[Passage provided]

Content starts

The Carb Lover's Diet
After years of treating carbohydrates like toxic waste, a new diet comes along that actually promotes eating carbs as a way to lose weight. The editors of Health Magazine have published a book that seems to contradict years of diet doctrine: eating carbohydrates can lead to weight loss. Could this be the diet of your dreams?

The Master Cleanse Diet
The Master Cleanse diet, sometimes called the lemonade diet, is an aggressive, immediate results weight loss regimen. Purported to eliminate toxins in the bowels, the Master Cleanse diet limits your food intake to multiple glasses of a lemonade mixture and twice-daily laxatives.  Practitioners love it, nutritionists hate it. Is the Master Cleanse diet right for you?

The Dukan Diet
French nutritionist and doctor Pierre Dukan released a book on weight loss in 2000. Since then, his diet has swept France, and now the world. Similar in many ways to the Atkins diet, the Dukan diet reached new levels of popularity when it was rumored that Catherine Middleton used the Dukan diet before her Royal Wedding.

The Zone Diet
The diet called “The Zone” has been around for many years.  Dr. Barry Sears (PhD, not MD) first wrote about his revolutionary diet plan in 1995. His break-through idea was that the balance – not the quantity – of food groups is critical to weight loss.  Rather than count calories, Dr. Sears suggested that dieters control the ratio of fats to proteins to carbohydrates to put their bodies into a balanced “zone” for optimum health.

The Mayo Clinic Diet
The Mayo Clinic Plan is a diet that focuses on fruits, vegetables, proteins and dairy. Based on the Mayo Clinic Healthy Weight Pyramid, menu planning is easy because of the breadth of foods available. Fruits and vegetables are the foundation. Complex carbohydrates and proteins are also well represented. The only area where you may feel some constraint is with fats and sweets. The diet emphasizes heart-friendly fats, from nuts, avocados, and the like. The diet even has a daily provision for sweets, with 75 calories every day set aside for those splurges that keep life worth living.

Content ends

[Things to do]
**A.** Translate this sentence from the diet overviews into Spanish: "The Master Cleanse diet, sometimes called the lemonade diet, is an aggressive, immediate results weight loss regimen."
**B.** Pick up the diet overviews after their final sentence and write a further passage in the same style.

[Stored data]
Content starts

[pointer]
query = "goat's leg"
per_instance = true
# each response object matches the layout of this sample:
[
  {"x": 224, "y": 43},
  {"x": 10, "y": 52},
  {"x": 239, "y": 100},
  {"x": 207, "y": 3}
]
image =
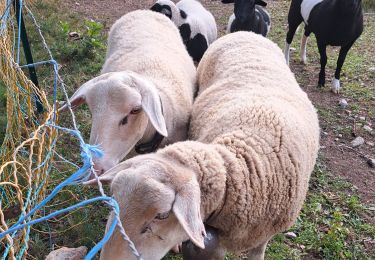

Content ends

[Results in order]
**A.** La dieta Master Cleanse, a veces llamada la dieta de la limonada, es un régimen agresivo para bajar de peso con resultados inmediatos.

**B.**
The South Beach Diet
The South Beach Diet is popular for several reasons. It is practical, because you don’t need special foods or medications or surgery. It is easy to adopt the South Beach Diet without making a public announcement, since the “allowed” foods are commonly eaten by non-dieters so you won’t stand out. Plus, there is a lot of variety to the meal options so that you don’t get bored eating nothing but one food for weeks at a time. This flexibility means that you are managing the diet instead of the diet managing you.

The Low Carb Diet
A low carb diet focuses on shifting the balance of food from carbohydrates to protein. Carbs are digested into sugar which becomes blood glucose, which bonds with insulin and powers our bodies. Reducing our intake of carbs causes our body to burn fat to make up the energy deficit. Ta-da! We can lose the fat without starvation. 

The HCG Diet
The HCG diet is quite the rage right now. HCG stands for “Human chorionic gonadotrophin” which is appropriately medical-sounding and very scientific on its face. It seems that every day another article appears on the HCG diet.  For anyone who has been off planet for a bit, the HCG diet consists of precious drops of liquid that purport to melt away fat. Some of the more legitimate purveyors include meal plans, low-calorie recipes and exercise suggestions. But every single web site selling the diet leads with a huge picture of the blessed drops. Rather than trading the family cow for some magic beans, we are prodded to trade between $100 and $200 for a month or two of magic drops.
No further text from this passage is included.